The perfect blend of bloody horror, laugh-out-loud comedy, and charming sweetness, Freaky is one of 2020’s best surprises. Christopher Landon‘s horror-comedy combines the slasher genre with the body-swap comedy, resulting in the best and most inventive slasher movie since Scream. When shy teen Millie (Kathryn Newton) ends up in the body of hulking serial killer the Blissfield Butcher (Vince Vaughn), she has to convince her friends of the truth while trying to get back in her own body. The set-up allows Vaughn to go nuts as a teen girl trapped in a very tall man’s frame, while Newton in turn gets to have fun as a serial killer posing as a high school girl. With inventive kills, a clever script (courtesy of Landon and Michael Kennedy), and emotional beats that ring true, Freaky is a total blast.
3. The Invisible Man
Leigh Whannell takes the ruined remains of Universal’s failed Dark Universe and creates something incredible. A horror film for the #MeToo era, The Invisible Man has Elisabeth Moss as an abused woman who is convinced her dead boyfriend isn’t dead at all – he’s just invisible, and he’s gaslighting her straight to hell. As her life falls apart around her, Moss’s friends are skeptical and think she must be losing her mind – but of course, she’s right. But how can she prove it? Whannell’s direction is phenomenal, with a camera that always seems to be tracking something (or someone) who isn’t really there. But the film’s real secret weapon is Moss, who once again gets to go completely off the deep end and wow us in the process.

◆ ◆ ◆ ◆

:: Exercise instructions ::
1/ In the horror film reviews:
(a) Who plays the Blissfield Butcher in Freaky?
(b) Who wrote Freaky's script?
(c) Who directed The Invisible Man?
2/ Can you proceed with the horror film reviews, picking up after their last sentence?
The records aren't needed.

:: Supplied records ::
◆ ◆ ◆ ◆

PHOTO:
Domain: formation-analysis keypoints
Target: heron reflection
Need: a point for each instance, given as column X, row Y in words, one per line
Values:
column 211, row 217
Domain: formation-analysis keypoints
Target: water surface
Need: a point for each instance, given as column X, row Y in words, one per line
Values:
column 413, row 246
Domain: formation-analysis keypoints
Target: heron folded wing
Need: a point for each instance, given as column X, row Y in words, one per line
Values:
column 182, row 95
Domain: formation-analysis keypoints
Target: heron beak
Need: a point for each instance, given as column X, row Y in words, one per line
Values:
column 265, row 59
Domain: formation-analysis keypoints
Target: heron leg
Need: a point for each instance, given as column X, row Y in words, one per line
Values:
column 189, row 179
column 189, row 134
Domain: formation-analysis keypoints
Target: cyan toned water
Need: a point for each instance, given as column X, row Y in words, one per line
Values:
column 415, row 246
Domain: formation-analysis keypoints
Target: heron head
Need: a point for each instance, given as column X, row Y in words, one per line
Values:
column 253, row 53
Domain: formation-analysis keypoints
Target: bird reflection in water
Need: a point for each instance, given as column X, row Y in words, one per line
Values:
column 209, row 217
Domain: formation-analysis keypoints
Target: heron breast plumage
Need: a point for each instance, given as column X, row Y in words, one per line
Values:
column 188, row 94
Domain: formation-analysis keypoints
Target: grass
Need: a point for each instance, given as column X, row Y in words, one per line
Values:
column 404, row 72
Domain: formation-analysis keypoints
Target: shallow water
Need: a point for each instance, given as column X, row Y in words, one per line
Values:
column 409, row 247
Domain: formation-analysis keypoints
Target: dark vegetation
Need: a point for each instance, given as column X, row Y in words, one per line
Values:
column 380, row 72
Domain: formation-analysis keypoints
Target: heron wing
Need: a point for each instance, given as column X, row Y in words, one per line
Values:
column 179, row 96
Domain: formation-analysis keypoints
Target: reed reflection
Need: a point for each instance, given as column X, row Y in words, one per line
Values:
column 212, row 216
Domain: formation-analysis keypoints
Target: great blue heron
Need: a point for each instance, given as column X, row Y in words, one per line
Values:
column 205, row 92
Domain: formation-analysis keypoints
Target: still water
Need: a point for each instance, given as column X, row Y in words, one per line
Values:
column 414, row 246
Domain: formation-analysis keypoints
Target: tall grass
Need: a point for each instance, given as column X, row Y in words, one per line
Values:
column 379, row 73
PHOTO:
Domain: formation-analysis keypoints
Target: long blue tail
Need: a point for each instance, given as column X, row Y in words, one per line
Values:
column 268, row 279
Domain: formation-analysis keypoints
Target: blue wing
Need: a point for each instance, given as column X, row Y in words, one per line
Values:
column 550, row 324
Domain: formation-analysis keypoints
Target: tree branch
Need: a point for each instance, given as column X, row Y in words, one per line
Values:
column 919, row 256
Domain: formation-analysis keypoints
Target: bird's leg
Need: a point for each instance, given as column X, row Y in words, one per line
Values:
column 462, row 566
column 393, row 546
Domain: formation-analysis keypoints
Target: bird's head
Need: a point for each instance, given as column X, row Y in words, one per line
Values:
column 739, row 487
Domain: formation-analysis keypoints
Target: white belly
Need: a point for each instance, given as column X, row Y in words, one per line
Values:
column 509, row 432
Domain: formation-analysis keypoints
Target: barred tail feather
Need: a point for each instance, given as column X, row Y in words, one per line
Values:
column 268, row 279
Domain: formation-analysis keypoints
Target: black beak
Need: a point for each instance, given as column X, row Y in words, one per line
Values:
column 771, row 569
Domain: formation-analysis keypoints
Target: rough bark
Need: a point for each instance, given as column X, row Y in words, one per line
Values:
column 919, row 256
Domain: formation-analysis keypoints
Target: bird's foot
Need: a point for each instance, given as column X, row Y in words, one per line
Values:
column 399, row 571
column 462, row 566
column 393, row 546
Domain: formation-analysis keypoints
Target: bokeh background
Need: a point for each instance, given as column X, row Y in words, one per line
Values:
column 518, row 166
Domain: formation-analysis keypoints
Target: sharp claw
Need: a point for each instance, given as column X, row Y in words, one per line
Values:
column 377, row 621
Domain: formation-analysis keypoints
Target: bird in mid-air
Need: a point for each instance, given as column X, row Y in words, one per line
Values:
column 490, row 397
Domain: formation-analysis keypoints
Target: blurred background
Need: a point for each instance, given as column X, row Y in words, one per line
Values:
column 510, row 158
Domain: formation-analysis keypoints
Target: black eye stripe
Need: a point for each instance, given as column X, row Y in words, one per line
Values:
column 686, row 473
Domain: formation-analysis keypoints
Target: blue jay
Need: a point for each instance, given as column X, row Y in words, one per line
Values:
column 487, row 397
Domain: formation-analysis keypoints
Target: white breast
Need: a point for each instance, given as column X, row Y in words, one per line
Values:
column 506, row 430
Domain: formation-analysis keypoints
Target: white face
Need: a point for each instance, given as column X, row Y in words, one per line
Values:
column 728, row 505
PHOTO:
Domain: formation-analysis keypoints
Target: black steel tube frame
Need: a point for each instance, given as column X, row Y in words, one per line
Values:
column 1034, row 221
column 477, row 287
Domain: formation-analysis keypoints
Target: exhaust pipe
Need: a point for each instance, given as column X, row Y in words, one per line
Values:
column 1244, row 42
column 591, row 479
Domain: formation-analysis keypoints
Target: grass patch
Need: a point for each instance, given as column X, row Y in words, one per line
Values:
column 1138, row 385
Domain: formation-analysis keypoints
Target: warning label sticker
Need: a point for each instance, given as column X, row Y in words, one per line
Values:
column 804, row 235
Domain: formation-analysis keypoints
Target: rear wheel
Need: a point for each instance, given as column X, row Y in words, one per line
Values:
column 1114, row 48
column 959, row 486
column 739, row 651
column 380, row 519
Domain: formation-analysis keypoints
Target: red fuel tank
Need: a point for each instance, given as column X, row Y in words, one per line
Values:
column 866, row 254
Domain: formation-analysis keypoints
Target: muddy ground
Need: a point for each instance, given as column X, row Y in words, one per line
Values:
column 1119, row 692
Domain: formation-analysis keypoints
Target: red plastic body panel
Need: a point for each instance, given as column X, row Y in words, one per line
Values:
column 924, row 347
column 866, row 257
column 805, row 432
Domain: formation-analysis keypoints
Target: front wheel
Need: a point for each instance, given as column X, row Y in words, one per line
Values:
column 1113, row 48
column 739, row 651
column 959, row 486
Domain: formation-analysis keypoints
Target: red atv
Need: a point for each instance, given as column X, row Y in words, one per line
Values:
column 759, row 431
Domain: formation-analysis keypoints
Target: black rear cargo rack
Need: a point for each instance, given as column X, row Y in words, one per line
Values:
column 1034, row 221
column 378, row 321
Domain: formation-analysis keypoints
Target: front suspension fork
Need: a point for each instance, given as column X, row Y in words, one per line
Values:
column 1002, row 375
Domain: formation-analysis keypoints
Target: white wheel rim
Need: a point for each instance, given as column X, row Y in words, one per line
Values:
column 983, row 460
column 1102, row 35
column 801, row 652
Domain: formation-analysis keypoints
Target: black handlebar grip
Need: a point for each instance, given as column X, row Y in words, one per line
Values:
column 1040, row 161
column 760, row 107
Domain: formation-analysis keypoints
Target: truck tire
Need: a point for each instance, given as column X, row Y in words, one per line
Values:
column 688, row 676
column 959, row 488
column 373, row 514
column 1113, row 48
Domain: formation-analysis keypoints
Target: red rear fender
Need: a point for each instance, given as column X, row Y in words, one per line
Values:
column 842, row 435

◆ ◆ ◆ ◆

:: Responses by item number ::
1/
(a) Vince Vaughn
(b) Christopher Landon and Michael Kennedy
(c) Leigh Whannell

2/
2. His House
Remi Weekes‘s His House takes the refuge experience and deep emotional traumas and applies them to a haunted house story, with stunning results. Refugees Bol (Sope Dirisu) and Rial (Wunmi Mosaku) have escaped South Suda and ended up in the UK. Once there, they are granted probational asylum and set-up in a house. The house may seem rundown to you or me, but Bol and Rial are amazed at how big the place is. The amazement doesn’t last long, though, because there’s something (or somethings) lurking behind the walls. Also lurking is a dark secret that threatens to tear the couple apart. Like Get Out before it, His House proves that blending social issues with horror can result in something truly special.
Drenched in blood and gore, Possessor is a feverish film. I saw it at Sundance last year and I could feel the audience growing unmoored with each passing moment of unchecked brutality. By the time the credits rolled I stagged out into the snow feeling as if my entire head were on fire. It’s that kind of movie. Written and directed by Brandon Cronenberg (son of David), Possessor follows Tasya Vos (human chameleon Andrea Riseborough), an assassin with the ability to upload her consciousness into another person’s body. Vos then uses the host body to carry out her hit, framing the poor host and creating an untraceable crime in the process. But the work is taking its toll, and Vos’ hits are becoming increasingly gruesome. And to make matters worse, her latest job goes seriously wrong when Colin (Christopher Abbott), the body she’s currently inhabiting, wakes up and tries to fight back. A shrieking, maddening, carnage-laced saga about losing your humanity, Possessor is bound to become a modern cult classic – the type of raw, visceral work that’s rediscovered and obsessed over for years to come.